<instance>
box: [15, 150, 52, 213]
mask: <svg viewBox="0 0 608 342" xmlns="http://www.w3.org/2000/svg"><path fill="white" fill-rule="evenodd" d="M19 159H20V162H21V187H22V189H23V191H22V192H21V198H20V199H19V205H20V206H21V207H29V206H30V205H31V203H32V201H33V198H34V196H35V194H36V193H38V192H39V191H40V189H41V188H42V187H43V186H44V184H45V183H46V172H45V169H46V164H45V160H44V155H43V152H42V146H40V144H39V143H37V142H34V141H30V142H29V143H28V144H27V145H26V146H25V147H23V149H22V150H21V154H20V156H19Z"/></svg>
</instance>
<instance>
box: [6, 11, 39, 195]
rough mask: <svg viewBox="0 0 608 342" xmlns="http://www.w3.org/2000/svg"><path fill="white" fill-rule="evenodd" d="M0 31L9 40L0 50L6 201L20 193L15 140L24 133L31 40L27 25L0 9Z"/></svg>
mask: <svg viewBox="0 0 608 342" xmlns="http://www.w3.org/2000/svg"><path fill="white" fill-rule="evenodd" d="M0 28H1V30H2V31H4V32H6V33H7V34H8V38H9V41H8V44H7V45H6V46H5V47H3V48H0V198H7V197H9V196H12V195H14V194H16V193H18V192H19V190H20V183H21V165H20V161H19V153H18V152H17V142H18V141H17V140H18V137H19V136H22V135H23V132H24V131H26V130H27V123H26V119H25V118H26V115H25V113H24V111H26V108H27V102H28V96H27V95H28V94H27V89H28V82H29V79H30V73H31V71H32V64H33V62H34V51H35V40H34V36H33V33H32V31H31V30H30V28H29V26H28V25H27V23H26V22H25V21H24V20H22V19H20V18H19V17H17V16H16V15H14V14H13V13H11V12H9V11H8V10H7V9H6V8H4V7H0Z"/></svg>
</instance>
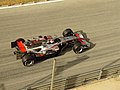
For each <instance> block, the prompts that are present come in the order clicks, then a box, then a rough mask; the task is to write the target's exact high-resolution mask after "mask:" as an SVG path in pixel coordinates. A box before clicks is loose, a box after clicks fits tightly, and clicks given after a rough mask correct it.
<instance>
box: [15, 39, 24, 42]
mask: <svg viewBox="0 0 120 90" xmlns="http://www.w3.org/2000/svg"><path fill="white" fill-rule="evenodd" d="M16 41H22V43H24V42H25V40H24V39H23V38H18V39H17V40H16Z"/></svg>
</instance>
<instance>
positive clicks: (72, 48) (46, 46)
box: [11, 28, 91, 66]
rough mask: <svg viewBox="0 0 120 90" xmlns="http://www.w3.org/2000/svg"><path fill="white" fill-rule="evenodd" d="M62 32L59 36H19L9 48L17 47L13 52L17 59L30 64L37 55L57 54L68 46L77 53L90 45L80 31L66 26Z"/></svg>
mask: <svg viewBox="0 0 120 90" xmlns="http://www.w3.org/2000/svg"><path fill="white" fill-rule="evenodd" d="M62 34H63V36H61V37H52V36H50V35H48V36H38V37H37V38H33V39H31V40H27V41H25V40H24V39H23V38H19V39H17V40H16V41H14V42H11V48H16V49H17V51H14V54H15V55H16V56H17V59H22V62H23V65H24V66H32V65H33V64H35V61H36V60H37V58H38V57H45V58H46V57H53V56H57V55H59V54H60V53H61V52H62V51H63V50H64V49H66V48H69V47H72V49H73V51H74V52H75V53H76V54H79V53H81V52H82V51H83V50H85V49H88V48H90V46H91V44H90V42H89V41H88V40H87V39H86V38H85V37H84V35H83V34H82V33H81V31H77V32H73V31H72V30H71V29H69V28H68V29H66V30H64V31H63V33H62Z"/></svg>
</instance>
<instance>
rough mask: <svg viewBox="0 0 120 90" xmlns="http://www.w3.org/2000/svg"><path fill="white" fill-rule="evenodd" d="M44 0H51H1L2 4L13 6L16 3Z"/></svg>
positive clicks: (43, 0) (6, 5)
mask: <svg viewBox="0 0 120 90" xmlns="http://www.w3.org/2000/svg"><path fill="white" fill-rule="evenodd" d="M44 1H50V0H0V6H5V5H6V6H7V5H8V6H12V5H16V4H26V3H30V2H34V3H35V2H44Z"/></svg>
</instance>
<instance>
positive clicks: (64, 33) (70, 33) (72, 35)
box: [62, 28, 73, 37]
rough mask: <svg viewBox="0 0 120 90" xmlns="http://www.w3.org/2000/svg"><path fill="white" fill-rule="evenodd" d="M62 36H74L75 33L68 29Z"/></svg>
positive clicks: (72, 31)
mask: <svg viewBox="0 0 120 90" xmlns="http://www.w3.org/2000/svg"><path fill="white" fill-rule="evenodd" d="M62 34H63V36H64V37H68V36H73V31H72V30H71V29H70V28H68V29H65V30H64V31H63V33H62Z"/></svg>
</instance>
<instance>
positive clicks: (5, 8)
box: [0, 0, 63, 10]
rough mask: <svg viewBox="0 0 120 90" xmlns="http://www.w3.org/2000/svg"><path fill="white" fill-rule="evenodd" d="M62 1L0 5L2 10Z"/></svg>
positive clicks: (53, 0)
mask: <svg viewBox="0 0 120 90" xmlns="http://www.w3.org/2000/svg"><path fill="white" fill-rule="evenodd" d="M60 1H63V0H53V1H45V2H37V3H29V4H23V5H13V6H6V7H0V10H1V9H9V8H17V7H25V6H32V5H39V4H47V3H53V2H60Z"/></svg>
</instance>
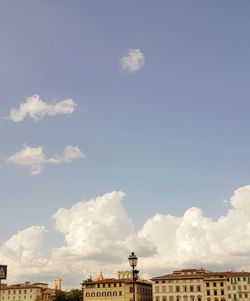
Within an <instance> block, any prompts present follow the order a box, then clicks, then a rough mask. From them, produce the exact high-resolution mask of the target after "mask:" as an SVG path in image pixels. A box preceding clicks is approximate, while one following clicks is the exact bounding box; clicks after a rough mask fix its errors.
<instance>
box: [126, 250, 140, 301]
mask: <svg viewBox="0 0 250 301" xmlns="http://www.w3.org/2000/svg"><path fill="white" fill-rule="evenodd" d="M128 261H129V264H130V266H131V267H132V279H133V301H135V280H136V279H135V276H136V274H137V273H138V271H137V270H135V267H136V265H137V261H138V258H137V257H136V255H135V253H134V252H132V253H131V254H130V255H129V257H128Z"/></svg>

* * *

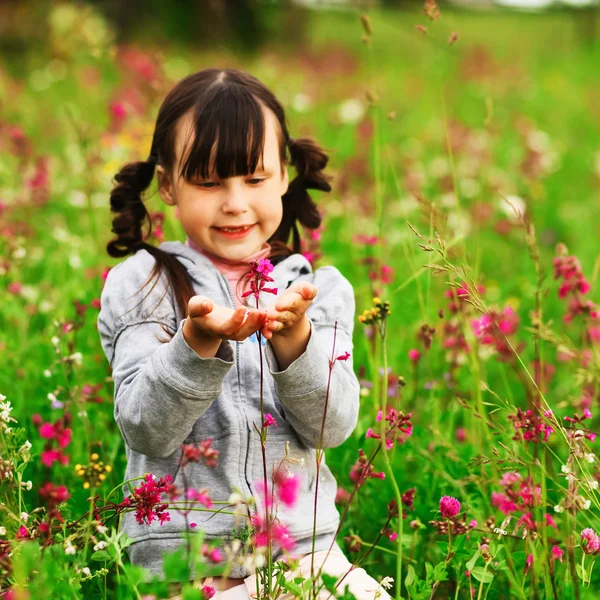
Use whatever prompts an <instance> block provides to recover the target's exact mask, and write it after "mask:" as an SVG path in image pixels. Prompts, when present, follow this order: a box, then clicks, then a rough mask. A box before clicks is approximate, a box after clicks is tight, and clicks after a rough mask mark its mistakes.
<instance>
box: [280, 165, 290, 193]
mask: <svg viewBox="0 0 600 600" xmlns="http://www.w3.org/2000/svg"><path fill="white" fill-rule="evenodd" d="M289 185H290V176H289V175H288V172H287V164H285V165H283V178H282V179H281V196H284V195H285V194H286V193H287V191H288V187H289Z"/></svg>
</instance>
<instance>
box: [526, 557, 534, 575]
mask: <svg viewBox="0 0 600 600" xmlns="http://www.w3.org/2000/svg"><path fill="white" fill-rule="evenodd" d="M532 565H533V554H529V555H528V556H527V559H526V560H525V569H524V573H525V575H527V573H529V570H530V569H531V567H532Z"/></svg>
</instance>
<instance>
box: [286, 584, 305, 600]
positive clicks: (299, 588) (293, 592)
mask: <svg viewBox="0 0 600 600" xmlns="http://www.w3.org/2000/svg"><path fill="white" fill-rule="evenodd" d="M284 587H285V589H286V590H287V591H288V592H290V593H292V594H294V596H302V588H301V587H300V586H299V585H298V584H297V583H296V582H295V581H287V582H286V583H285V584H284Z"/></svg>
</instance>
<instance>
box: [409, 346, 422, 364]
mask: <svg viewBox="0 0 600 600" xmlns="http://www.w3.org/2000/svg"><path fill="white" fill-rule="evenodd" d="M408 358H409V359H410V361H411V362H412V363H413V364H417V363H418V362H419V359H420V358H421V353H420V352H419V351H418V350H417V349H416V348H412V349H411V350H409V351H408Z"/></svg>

Description of the task: Go through the listing above and write out exactly the lines starting with the one holding "positive clicks: (72, 48) (46, 46)" and running through the one holding "0H51H1L2 4L13 6L16", ends included, and no others.

Output:
positive clicks: (72, 48) (46, 46)
box: [11, 28, 91, 66]
rough mask: <svg viewBox="0 0 120 90" xmlns="http://www.w3.org/2000/svg"><path fill="white" fill-rule="evenodd" d="M62 32L59 36H19L9 48L17 47L13 52L17 59L30 64L37 55L57 54L68 46L77 53L90 45L80 31L66 26Z"/></svg>
mask: <svg viewBox="0 0 120 90" xmlns="http://www.w3.org/2000/svg"><path fill="white" fill-rule="evenodd" d="M62 34H63V36H61V37H52V36H50V35H48V36H38V37H37V38H33V39H31V40H27V41H25V40H24V39H23V38H19V39H17V40H16V41H14V42H11V48H16V49H17V51H14V54H15V55H16V56H17V59H22V62H23V65H24V66H32V65H33V64H35V61H36V60H37V58H38V57H45V58H46V57H53V56H57V55H59V54H60V53H61V52H62V51H63V50H64V49H66V48H69V47H72V49H73V51H74V52H75V53H76V54H79V53H81V52H82V51H83V50H85V49H88V48H90V46H91V44H90V42H89V41H88V40H87V39H86V38H85V37H84V35H83V34H82V33H81V31H77V32H73V31H72V30H71V29H69V28H68V29H66V30H64V31H63V33H62Z"/></svg>
</instance>
<instance>
rough mask: <svg viewBox="0 0 120 90" xmlns="http://www.w3.org/2000/svg"><path fill="white" fill-rule="evenodd" d="M44 0H51H1L2 4L13 6L16 3Z"/></svg>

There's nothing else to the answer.